Work to be completed: Beginning at the line that contains "target | white house", copy the lines below word for word through the end of the rows. Leave the pictures out.

Listing:
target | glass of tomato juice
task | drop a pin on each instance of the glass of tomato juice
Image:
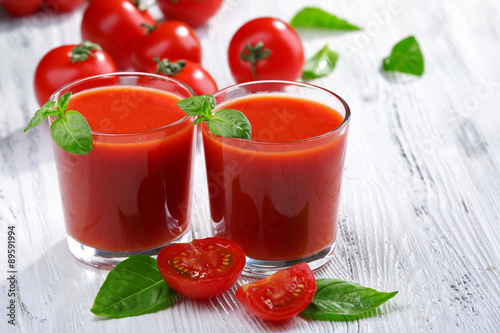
(132, 193)
(277, 194)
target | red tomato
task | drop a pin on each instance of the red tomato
(264, 49)
(203, 268)
(193, 12)
(63, 6)
(56, 68)
(117, 25)
(171, 40)
(187, 71)
(279, 296)
(20, 7)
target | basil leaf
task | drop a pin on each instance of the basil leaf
(72, 133)
(197, 105)
(405, 57)
(336, 297)
(321, 64)
(62, 104)
(311, 17)
(40, 115)
(134, 287)
(231, 124)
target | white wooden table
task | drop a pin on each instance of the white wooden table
(420, 208)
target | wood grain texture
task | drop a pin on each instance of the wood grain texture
(419, 210)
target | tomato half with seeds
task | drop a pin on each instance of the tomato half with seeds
(279, 296)
(203, 268)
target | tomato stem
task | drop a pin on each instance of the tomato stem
(82, 51)
(169, 68)
(252, 54)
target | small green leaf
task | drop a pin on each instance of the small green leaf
(134, 287)
(321, 64)
(72, 133)
(405, 57)
(62, 104)
(311, 17)
(196, 105)
(336, 297)
(230, 123)
(41, 114)
(82, 51)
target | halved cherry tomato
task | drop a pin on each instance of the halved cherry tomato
(116, 25)
(265, 49)
(188, 72)
(67, 63)
(279, 296)
(20, 7)
(203, 268)
(171, 40)
(193, 12)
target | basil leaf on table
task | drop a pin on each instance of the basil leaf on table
(336, 298)
(321, 64)
(406, 57)
(311, 17)
(134, 287)
(230, 123)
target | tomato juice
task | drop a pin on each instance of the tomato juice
(132, 192)
(277, 195)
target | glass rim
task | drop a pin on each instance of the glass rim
(340, 128)
(124, 74)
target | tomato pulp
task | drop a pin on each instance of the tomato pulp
(277, 195)
(132, 192)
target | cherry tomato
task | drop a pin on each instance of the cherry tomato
(187, 71)
(193, 12)
(20, 7)
(264, 49)
(68, 63)
(279, 296)
(171, 40)
(203, 268)
(63, 6)
(117, 25)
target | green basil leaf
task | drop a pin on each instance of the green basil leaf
(134, 287)
(321, 64)
(311, 17)
(200, 119)
(336, 297)
(62, 104)
(231, 124)
(72, 133)
(405, 57)
(40, 115)
(197, 105)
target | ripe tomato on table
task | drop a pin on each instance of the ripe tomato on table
(117, 25)
(203, 268)
(193, 12)
(187, 71)
(171, 40)
(279, 296)
(68, 63)
(265, 49)
(20, 7)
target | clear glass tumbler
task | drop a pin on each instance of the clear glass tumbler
(277, 195)
(132, 193)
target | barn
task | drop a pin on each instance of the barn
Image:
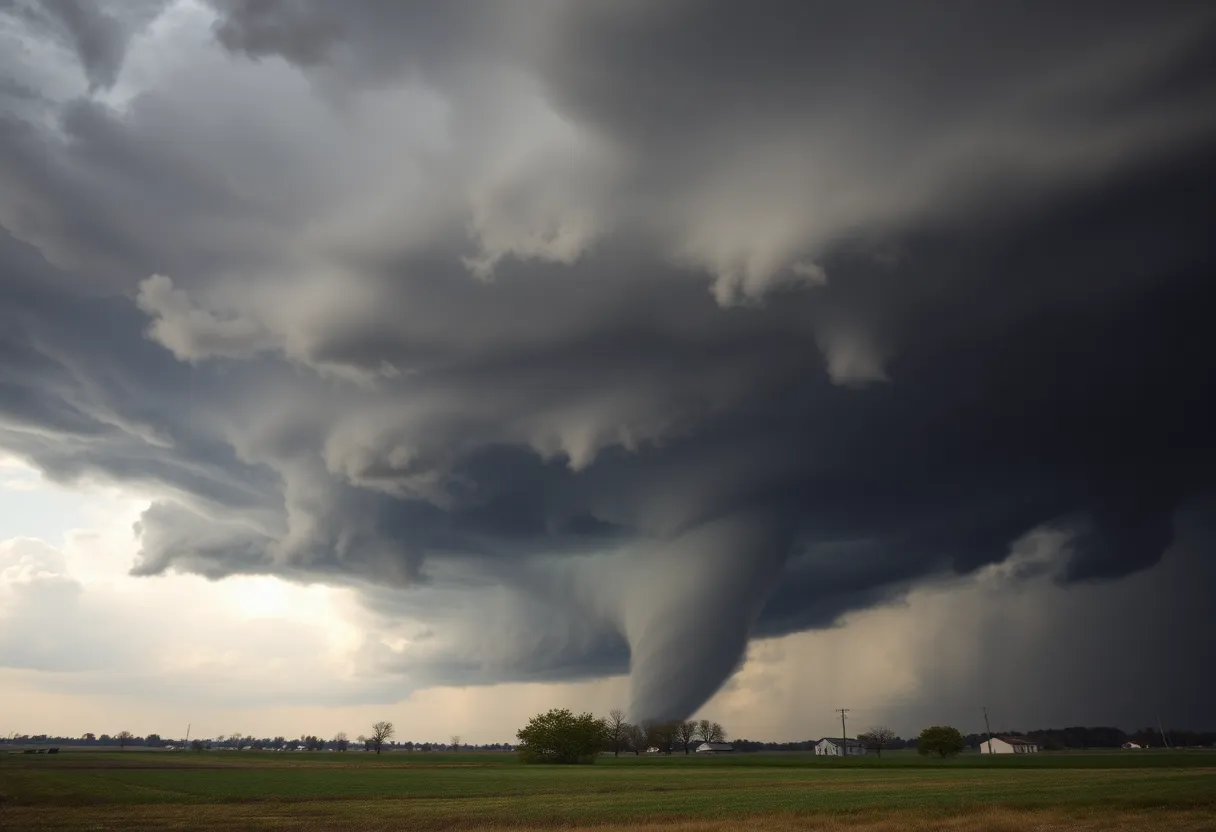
(1007, 746)
(833, 747)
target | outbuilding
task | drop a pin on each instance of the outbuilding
(1007, 746)
(833, 747)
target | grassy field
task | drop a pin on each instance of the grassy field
(139, 790)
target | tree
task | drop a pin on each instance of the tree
(941, 740)
(639, 741)
(618, 730)
(686, 734)
(709, 731)
(663, 735)
(558, 736)
(382, 732)
(877, 738)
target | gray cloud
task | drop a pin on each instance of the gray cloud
(660, 327)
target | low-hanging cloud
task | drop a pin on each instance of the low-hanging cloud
(584, 329)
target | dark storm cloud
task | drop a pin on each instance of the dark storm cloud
(681, 324)
(97, 32)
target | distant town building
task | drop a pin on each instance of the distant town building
(1008, 746)
(833, 747)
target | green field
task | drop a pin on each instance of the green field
(140, 790)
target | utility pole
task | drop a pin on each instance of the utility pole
(844, 738)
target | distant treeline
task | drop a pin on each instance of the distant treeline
(1048, 740)
(1105, 737)
(308, 742)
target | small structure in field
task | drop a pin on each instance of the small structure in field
(836, 747)
(1008, 746)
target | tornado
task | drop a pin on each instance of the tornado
(692, 608)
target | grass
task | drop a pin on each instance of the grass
(139, 790)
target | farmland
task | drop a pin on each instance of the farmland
(140, 790)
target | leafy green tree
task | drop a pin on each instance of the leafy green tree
(941, 740)
(558, 736)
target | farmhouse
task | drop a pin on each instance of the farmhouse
(1007, 746)
(832, 747)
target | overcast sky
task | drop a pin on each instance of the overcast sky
(445, 363)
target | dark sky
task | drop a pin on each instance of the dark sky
(676, 325)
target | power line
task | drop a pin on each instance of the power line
(844, 737)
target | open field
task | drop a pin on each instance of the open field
(141, 790)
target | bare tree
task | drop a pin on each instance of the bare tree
(877, 738)
(618, 730)
(382, 732)
(708, 731)
(686, 734)
(639, 740)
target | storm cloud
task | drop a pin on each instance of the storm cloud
(607, 337)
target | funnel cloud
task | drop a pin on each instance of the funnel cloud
(601, 337)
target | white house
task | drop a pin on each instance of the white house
(1007, 746)
(832, 747)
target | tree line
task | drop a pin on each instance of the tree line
(620, 736)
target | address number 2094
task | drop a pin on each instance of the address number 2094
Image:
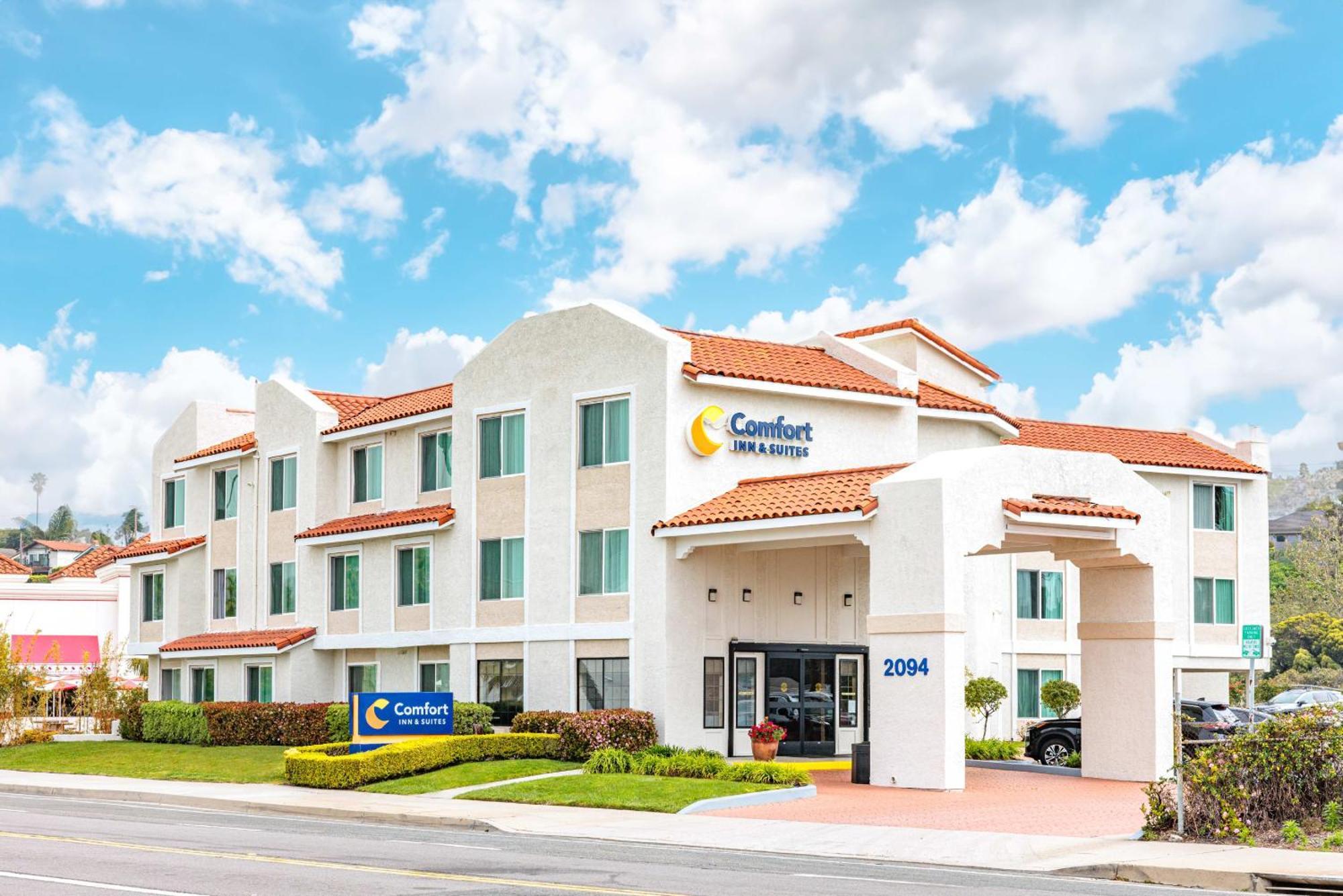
(905, 666)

The solution:
target | white house
task | drop a pin on each instance of the white house
(1007, 746)
(832, 747)
target | tree line
task | drop a pin on each instance of the tree line
(620, 736)
target | address number 2094
task | drop a pin on each instance of the address number 2094
Image:
(905, 666)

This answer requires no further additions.